— Your goal —
Which lines of the entries contain the string "black"? Copy each of them.

— Information —
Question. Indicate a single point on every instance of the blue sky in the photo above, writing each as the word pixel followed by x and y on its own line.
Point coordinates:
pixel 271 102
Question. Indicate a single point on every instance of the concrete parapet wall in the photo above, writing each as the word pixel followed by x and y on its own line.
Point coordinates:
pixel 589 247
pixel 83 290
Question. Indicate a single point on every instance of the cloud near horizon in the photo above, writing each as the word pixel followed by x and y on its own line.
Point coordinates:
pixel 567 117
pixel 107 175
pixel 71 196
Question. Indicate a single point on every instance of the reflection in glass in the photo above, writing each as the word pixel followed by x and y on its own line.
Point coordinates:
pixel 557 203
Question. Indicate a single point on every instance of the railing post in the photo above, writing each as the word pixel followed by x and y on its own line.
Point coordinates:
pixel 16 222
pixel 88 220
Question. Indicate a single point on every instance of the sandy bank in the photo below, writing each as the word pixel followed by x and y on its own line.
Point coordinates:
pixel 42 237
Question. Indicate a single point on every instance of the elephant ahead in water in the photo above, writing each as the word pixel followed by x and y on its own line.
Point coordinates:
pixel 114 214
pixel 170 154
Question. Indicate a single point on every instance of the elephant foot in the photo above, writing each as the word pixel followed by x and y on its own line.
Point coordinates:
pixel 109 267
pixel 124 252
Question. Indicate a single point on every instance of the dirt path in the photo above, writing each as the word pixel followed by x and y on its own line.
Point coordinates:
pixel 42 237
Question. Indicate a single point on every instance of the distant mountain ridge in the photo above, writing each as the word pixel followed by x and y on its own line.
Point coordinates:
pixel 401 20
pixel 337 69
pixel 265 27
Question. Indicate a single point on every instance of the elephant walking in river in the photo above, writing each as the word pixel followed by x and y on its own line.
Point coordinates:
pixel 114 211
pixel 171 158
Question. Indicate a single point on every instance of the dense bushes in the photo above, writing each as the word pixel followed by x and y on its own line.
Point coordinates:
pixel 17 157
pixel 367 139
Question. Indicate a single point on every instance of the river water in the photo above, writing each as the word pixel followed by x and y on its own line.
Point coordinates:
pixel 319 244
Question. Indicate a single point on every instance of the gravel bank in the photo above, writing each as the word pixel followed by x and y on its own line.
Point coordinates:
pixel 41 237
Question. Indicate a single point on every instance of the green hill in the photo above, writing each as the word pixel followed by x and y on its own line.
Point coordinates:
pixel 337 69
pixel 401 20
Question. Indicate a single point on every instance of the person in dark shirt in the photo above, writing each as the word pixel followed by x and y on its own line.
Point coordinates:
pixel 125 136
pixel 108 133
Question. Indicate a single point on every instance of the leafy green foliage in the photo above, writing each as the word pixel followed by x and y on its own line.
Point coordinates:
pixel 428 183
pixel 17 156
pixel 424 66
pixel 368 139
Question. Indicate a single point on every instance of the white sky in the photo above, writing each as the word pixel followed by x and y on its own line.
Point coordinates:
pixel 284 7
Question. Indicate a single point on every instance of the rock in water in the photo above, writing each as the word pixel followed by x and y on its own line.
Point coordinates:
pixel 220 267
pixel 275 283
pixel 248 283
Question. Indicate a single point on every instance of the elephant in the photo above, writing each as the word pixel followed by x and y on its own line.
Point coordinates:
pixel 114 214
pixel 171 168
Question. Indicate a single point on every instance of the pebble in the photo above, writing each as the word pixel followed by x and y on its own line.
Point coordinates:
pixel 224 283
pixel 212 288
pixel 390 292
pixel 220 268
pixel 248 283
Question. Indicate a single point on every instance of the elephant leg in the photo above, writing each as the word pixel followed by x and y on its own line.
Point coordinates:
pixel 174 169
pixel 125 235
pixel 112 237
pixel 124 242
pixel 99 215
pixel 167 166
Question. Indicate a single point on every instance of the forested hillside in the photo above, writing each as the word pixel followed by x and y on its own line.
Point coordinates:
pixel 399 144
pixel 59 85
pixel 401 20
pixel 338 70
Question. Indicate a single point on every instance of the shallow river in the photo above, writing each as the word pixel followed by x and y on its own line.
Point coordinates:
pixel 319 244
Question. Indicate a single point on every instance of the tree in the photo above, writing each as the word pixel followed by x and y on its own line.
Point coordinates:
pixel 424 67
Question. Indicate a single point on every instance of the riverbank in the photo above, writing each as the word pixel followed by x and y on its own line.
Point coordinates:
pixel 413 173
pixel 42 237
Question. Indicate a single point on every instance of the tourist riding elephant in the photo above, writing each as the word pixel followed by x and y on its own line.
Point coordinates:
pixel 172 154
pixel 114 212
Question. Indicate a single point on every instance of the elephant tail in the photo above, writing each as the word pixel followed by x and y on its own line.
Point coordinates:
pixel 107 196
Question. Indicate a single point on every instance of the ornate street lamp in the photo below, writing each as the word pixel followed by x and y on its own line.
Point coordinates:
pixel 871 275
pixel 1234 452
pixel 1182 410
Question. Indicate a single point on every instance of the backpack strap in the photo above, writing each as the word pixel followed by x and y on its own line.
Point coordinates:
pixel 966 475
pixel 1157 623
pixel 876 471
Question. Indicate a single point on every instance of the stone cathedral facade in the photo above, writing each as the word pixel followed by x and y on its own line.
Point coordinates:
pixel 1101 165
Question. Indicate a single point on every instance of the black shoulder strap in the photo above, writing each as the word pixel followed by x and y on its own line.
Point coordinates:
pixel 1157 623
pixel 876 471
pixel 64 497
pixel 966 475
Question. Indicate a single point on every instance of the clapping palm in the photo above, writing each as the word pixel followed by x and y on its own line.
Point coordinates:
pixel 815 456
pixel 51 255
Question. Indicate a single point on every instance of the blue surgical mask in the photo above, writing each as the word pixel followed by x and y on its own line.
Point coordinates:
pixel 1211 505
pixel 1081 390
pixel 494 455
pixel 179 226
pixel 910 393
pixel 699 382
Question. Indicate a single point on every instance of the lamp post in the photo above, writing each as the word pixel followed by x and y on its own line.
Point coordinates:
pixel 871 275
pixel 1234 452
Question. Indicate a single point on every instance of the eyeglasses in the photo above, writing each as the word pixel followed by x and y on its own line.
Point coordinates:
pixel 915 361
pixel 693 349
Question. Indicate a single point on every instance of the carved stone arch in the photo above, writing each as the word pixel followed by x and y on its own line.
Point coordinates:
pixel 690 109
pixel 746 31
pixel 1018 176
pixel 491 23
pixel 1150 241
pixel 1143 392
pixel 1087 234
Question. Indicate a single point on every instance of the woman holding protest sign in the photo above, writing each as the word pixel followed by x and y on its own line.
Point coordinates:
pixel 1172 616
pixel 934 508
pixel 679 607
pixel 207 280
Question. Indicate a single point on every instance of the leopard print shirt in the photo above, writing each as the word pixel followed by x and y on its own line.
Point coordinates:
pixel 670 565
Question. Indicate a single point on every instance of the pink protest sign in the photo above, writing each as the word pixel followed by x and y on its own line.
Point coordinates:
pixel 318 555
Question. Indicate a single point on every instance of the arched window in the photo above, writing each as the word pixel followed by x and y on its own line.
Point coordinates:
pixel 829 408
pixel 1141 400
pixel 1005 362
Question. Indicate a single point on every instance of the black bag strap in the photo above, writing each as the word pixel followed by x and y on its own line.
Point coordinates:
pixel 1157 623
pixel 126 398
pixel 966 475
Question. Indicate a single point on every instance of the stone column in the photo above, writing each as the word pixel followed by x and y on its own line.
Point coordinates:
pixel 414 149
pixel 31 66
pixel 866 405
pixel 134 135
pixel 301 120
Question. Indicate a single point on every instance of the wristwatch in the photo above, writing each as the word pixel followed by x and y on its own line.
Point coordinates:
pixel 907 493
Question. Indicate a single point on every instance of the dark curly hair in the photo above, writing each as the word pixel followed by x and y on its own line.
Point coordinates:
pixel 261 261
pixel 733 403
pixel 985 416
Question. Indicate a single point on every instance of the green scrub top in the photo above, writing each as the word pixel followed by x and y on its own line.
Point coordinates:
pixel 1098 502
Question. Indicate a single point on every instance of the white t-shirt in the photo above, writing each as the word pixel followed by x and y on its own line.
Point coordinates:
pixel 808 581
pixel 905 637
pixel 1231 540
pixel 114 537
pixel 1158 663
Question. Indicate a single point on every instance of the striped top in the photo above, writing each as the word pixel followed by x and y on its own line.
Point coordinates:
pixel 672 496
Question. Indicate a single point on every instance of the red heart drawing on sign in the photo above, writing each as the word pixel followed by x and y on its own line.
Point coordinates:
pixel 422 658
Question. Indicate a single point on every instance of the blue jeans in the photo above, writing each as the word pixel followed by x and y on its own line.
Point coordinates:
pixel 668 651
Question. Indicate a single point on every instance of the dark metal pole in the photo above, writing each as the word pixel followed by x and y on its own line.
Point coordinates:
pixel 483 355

— Problem solution —
Question. Indicate a single point on every instance of the black shoulder strap in the photo above, writing each as the word pixel followed by x and y on its own line.
Question. Indicate a single point on every instance of the black bag strap in the photo above, writing each as the word pixel followed by x and y on its own line.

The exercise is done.